Exercise objective:
Needed from the data below: all lines that contain the word "scaffolding".

━━━━━━━━━━━━━━━━

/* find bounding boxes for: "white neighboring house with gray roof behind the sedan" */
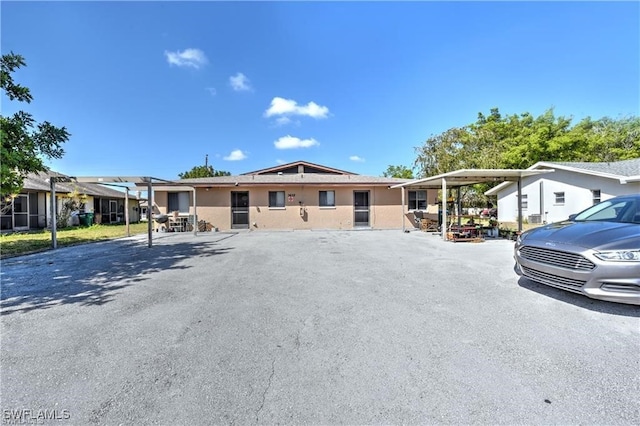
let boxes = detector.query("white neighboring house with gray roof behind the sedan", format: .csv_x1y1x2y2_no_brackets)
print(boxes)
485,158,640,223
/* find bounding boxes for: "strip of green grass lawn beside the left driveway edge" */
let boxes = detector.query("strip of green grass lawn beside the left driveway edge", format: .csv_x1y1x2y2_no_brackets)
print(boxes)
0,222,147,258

━━━━━━━━━━━━━━━━

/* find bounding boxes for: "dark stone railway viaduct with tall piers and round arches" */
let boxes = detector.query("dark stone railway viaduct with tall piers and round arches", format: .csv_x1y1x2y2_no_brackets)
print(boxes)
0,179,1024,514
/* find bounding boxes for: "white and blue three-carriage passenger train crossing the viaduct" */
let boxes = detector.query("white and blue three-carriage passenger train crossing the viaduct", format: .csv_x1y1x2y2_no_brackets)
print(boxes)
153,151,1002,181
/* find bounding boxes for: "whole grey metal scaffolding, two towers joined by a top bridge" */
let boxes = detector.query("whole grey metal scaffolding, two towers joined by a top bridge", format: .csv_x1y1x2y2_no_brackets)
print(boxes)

━━━━━━━━━━━━━━━━

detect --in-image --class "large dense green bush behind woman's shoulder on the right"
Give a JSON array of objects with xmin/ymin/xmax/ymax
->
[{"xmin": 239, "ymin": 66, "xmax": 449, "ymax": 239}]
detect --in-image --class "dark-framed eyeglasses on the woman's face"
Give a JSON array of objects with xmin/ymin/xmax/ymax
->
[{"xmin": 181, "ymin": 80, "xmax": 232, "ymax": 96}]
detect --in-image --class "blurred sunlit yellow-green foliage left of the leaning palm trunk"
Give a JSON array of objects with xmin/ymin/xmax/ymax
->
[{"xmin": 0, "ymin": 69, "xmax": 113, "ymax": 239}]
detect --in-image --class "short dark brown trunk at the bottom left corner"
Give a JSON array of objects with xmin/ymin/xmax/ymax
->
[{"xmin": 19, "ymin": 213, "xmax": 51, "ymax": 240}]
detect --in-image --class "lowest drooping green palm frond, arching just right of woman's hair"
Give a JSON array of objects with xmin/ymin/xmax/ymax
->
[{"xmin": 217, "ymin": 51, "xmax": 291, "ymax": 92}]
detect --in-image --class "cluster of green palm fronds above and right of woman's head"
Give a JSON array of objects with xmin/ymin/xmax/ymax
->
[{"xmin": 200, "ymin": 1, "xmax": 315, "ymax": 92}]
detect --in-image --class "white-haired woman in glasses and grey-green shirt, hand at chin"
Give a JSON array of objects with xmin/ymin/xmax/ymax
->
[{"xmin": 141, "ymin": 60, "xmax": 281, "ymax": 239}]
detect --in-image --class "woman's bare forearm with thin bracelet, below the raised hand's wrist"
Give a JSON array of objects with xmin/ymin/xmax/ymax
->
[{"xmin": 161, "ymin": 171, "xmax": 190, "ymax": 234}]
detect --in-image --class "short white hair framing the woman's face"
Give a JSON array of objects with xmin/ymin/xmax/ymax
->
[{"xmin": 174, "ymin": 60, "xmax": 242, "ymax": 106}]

━━━━━━━━━━━━━━━━

Solved exercise:
/* find bounding boxes for: "whole grey metal scaffolding, two towers joined by a top bridge" */
let boxes = detector.query("whole grey metal scaffolding, two towers joined by a top bridge", format: .csv_x1y1x2y2_no_brackets)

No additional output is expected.